> Your instructions
Find each line below containing the word "tail" and copy it.

====================

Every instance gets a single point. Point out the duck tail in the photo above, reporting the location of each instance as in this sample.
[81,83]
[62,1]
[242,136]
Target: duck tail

====================

> Solution to this exercise
Every instance gets a single point. Point out the duck tail in the photo above, reporting the location of each instance as in this sample.
Target: duck tail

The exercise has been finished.